== WHAT TO DO ==
Present the following data again exactly as it is shown.

— Start of ENTRIES —

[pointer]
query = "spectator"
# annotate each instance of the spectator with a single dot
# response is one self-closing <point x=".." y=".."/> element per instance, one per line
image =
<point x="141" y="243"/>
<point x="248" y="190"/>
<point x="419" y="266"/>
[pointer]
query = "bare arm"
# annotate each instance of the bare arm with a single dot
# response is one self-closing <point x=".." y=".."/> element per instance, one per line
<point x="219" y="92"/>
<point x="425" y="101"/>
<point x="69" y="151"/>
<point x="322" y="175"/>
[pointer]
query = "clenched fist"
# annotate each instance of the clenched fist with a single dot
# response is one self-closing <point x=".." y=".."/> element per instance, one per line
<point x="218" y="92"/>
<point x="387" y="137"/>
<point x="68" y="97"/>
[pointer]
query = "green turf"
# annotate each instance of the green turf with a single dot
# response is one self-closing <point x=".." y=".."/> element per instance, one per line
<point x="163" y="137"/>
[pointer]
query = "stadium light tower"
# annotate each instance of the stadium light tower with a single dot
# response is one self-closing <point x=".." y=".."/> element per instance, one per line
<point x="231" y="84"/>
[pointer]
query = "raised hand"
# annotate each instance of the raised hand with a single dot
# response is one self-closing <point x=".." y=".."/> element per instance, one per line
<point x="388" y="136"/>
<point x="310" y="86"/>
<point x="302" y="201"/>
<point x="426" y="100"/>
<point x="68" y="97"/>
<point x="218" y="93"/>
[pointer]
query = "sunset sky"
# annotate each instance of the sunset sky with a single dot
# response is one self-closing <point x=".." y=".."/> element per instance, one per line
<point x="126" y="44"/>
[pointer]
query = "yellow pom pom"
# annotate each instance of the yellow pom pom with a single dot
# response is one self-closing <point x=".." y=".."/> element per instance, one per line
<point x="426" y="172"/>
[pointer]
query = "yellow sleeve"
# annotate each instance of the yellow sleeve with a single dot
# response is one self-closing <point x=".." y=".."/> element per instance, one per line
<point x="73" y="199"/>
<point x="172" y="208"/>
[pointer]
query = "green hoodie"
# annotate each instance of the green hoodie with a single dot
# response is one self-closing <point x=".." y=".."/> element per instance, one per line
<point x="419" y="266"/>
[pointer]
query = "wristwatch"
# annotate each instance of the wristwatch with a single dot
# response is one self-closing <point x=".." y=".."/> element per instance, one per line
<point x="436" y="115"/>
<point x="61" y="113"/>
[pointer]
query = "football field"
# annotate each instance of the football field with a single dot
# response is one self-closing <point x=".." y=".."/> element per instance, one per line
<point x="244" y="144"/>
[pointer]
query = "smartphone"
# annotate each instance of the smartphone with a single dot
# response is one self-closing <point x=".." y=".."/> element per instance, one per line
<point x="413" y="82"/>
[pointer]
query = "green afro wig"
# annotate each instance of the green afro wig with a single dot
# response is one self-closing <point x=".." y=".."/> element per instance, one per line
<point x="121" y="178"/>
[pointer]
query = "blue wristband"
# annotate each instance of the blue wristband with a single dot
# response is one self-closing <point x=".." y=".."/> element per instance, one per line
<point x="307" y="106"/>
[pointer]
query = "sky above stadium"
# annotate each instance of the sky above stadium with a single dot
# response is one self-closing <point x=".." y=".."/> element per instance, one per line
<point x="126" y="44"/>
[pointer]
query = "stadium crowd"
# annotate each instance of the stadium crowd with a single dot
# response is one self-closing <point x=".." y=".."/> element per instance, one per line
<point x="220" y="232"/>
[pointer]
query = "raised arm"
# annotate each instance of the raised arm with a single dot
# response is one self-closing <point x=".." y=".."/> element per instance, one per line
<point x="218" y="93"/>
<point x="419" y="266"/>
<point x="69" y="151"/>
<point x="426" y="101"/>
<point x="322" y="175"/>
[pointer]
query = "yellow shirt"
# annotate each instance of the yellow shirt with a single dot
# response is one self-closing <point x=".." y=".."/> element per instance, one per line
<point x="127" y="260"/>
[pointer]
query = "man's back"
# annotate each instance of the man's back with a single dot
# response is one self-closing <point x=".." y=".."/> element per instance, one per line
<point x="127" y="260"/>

— End of ENTRIES —

== WRITTEN SOLUTION ==
[pointer]
query = "spectator"
# annotate each instance of the spectator with a single dot
# response is one self-closing <point x=".." y=".."/> element per instance, one per line
image =
<point x="141" y="243"/>
<point x="248" y="190"/>
<point x="419" y="266"/>
[pointer]
query = "bare arm"
# annotate each instance of the bare arm with a single dot
# response is one self-closing <point x=".." y=".."/> element per instance, one per line
<point x="219" y="92"/>
<point x="425" y="101"/>
<point x="69" y="151"/>
<point x="322" y="175"/>
[pointer]
query = "clenched fist"
# annotate each instance of the clenched fist with a single dot
# response is one self-closing <point x=".." y=".."/> element per instance, one per line
<point x="218" y="92"/>
<point x="387" y="137"/>
<point x="68" y="97"/>
[pointer]
query = "green turf"
# annotate each instance of the green turf with a single dot
# response is one self-closing <point x=".." y=".."/> element per instance, one per line
<point x="163" y="137"/>
[pointer]
query = "stadium light tower"
# annotate each instance of the stadium light tower with a single dot
# response is one self-closing <point x=".." y=".."/> element per instance, one per line
<point x="231" y="84"/>
[pointer]
query = "raised hand"
# annotate each instance of the raised hand with a single dot
# response is one self-closing <point x=".." y=".."/> element per instance, one per line
<point x="388" y="136"/>
<point x="310" y="86"/>
<point x="302" y="201"/>
<point x="426" y="100"/>
<point x="68" y="97"/>
<point x="218" y="93"/>
[pointer]
query = "sunset sky"
# annotate each instance of the sunset sky with a single dot
# response is one self-closing <point x=".." y=".."/> element per instance, one per line
<point x="126" y="44"/>
[pointer]
query = "yellow pom pom"
# annotate each instance of the yellow pom pom with a single dot
# response is one self-closing <point x=".." y=".."/> element per instance, one per line
<point x="426" y="172"/>
[pointer]
query = "yellow sleeve"
# annotate each instance of the yellow sleeve with a single dot
# response is one self-closing <point x=".." y=".."/> element per instance, one per line
<point x="73" y="199"/>
<point x="172" y="208"/>
[pointer]
query = "green hoodie"
# annotate each instance of the green hoodie with a single dot
# response is one self-closing <point x=".." y=".."/> element per instance, one per line
<point x="419" y="266"/>
[pointer]
query = "wristwatch"
# annotate each instance of the wristwatch with a single dot
# response is one self-closing <point x=".." y=".."/> element per instance, one per line
<point x="436" y="115"/>
<point x="61" y="113"/>
[pointer]
query = "football field"
# annotate each instance of the football field with a single dot
# response is one self-closing <point x=".." y=".."/> element per instance, one per line
<point x="244" y="144"/>
[pointer]
query = "smartphone"
# annotate each instance of the smartphone with a single dot
# response is one self-closing <point x=".." y=".."/> element per instance, one per line
<point x="413" y="82"/>
[pointer]
query = "green afro wig"
# annotate each instance of the green afro wig with a single dot
# response is one self-closing <point x=".." y=".."/> element per instance, one per line
<point x="121" y="178"/>
[pointer]
query = "blue wristband"
# annotate each instance of the blue wristband with a single dot
# response is one self-closing <point x=".." y=".."/> element per instance, one per line
<point x="307" y="106"/>
[pointer]
query = "sky above stadium"
# annotate each instance of the sky above stadium with a single dot
# response is one self-closing <point x=".." y=".."/> element per instance, one per line
<point x="126" y="44"/>
[pointer]
query = "stadium crowd"
# annotate each instance of the stadium crowd with a single dot
# response is one self-closing <point x=".." y=".."/> element per instance, one per line
<point x="220" y="232"/>
[pointer]
query = "raised arm"
# annotate each instance of the raised arm with a single dot
# response is one self-closing <point x=".." y=".."/> element per instance, one per line
<point x="218" y="93"/>
<point x="419" y="266"/>
<point x="69" y="151"/>
<point x="426" y="101"/>
<point x="322" y="175"/>
[pointer]
query = "yellow shirt"
# annotate each instance of the yellow shirt with a single dot
# response is one self-closing <point x=".." y=".."/> element per instance, one per line
<point x="127" y="260"/>
[pointer]
query = "man's back"
# annotate each instance of the man's back with a single dot
# response is one self-closing <point x=".." y=".."/> element per instance, one per line
<point x="127" y="260"/>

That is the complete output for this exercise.